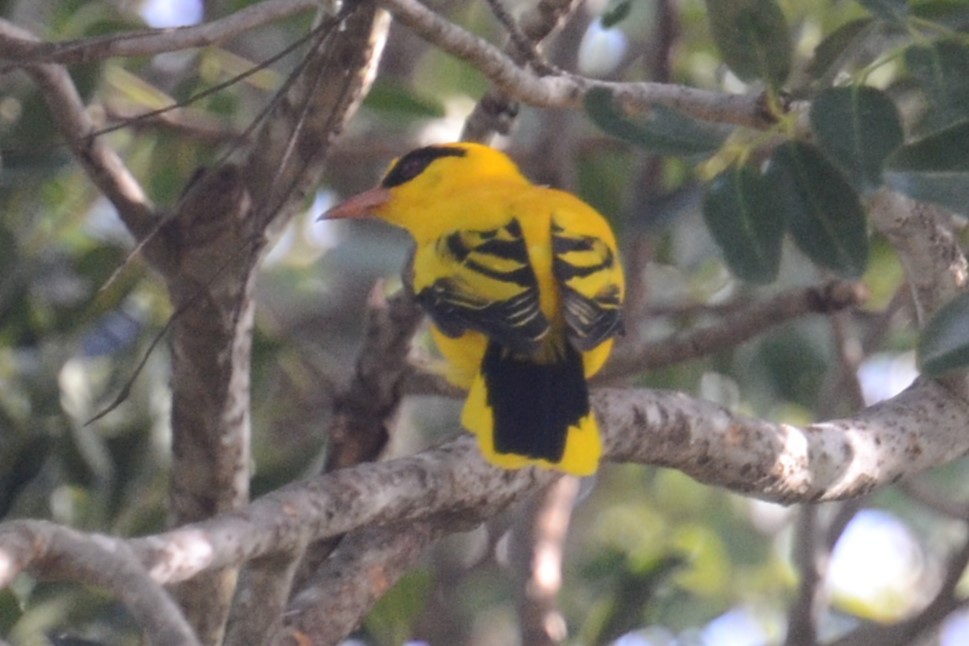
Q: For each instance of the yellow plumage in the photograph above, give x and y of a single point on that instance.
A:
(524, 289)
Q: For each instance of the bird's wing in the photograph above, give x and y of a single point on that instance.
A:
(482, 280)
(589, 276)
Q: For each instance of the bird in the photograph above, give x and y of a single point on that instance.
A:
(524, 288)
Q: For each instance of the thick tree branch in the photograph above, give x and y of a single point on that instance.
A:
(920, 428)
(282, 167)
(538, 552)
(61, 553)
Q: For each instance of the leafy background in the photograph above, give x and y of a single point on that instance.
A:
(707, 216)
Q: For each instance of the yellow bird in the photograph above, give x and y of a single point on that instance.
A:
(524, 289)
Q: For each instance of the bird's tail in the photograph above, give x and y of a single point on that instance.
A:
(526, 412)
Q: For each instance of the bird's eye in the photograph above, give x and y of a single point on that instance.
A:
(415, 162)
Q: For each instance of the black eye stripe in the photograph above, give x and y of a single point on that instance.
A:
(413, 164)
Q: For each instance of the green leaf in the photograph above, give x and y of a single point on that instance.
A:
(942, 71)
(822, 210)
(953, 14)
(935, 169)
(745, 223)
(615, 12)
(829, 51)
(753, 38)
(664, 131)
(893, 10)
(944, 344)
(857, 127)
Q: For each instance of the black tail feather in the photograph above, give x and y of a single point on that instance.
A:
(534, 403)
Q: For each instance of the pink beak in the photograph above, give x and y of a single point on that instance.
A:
---
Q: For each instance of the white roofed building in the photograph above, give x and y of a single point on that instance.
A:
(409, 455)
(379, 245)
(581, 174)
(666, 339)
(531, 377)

## [Activity]
Note how many lines in the material contain the string "black", and give that number alone.

## [Output of the task]
2